Render the lines between the one containing "of the gooseneck" and the one containing "x=536, y=309", inclusive, as a numbered list without blank lines. Leave the pictures out.

* Start Stored records *

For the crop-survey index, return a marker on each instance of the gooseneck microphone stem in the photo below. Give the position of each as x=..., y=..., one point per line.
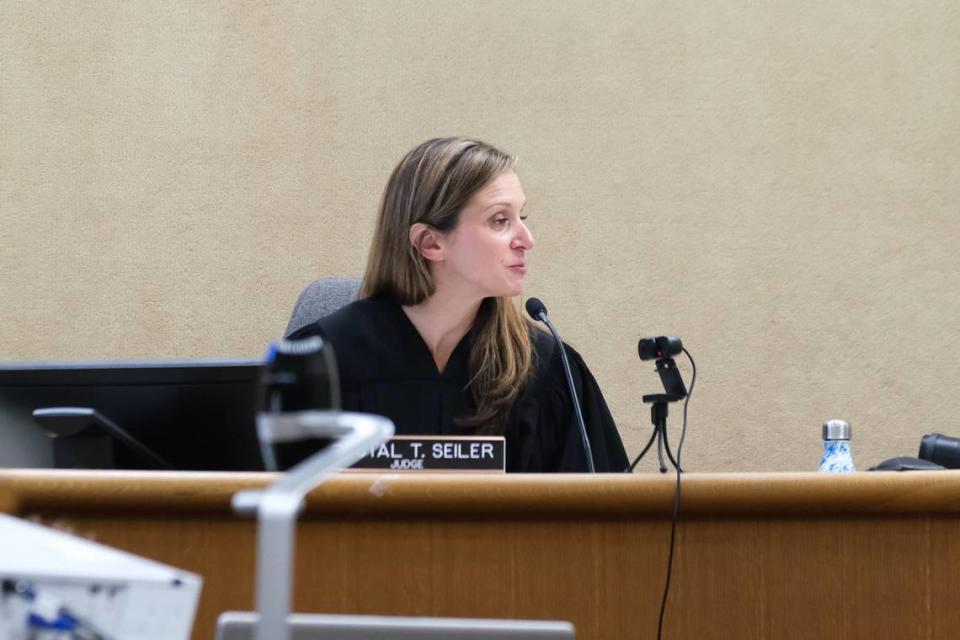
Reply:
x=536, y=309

* End Stored records *
* Start Stored records *

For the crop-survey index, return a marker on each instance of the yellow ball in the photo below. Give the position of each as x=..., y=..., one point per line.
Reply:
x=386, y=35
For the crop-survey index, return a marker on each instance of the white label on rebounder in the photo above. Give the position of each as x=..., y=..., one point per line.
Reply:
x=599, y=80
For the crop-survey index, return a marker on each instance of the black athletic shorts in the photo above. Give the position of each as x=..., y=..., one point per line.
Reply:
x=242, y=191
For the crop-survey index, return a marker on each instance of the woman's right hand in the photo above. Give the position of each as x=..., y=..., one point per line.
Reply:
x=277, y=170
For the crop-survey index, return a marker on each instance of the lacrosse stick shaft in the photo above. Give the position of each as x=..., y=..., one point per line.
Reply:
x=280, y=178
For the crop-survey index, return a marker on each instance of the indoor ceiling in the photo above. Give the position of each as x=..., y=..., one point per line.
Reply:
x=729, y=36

* End Stored records *

Response to this exercise:
1. For the crop-survey index, return a marker on each instance of the gooseneck microphone stem in the photo below. Give the position of each as x=..., y=..., one point per line.
2. Reply:
3. x=536, y=309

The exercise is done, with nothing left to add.